▶ What to do
Could you copy out the stretch of lines from the one containing "Could you please put a dot on the stone railing" through the one containing "column 292, row 254", both included, exactly as they appear?

— START OF Given records —

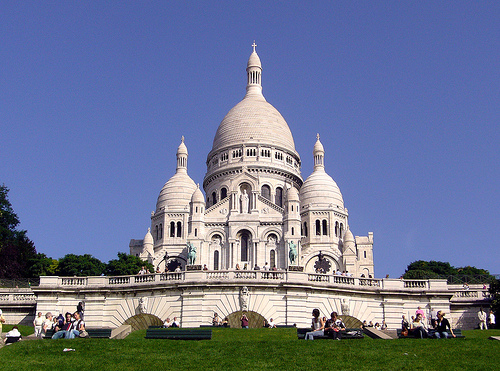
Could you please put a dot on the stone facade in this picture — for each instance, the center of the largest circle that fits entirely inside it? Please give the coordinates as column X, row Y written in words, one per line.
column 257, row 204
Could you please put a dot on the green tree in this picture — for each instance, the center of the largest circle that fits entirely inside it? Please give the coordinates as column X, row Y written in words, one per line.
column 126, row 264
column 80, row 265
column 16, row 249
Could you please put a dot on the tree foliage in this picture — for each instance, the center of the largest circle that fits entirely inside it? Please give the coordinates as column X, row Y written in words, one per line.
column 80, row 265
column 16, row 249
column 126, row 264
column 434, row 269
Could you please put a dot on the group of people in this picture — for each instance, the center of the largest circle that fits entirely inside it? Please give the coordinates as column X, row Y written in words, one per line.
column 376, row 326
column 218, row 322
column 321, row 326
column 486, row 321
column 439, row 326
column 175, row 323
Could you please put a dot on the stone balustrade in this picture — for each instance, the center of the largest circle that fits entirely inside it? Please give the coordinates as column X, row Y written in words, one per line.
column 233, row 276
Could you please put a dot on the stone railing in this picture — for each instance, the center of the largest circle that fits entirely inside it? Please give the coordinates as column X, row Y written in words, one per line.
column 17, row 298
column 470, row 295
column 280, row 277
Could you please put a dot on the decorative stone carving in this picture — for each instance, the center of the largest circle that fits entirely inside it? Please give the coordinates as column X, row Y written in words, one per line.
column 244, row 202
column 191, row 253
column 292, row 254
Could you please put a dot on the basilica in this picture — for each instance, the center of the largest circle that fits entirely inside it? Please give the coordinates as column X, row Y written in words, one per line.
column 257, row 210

— END OF Given records —

▶ Task solution
Could you please put a dot on the stone railing in this picture — for each instance, the center of the largest circle that fits entirely inside it? Please give the coordinates as column X, row Y written in words, one per line.
column 17, row 298
column 470, row 295
column 280, row 277
Could you please put a dot on the decorative stone carving in this picture — for each instance, the center of the largest circle that fits entirely inside it? Please give the coordinates as column X, row Y written in words, one per line.
column 244, row 202
column 191, row 253
column 292, row 254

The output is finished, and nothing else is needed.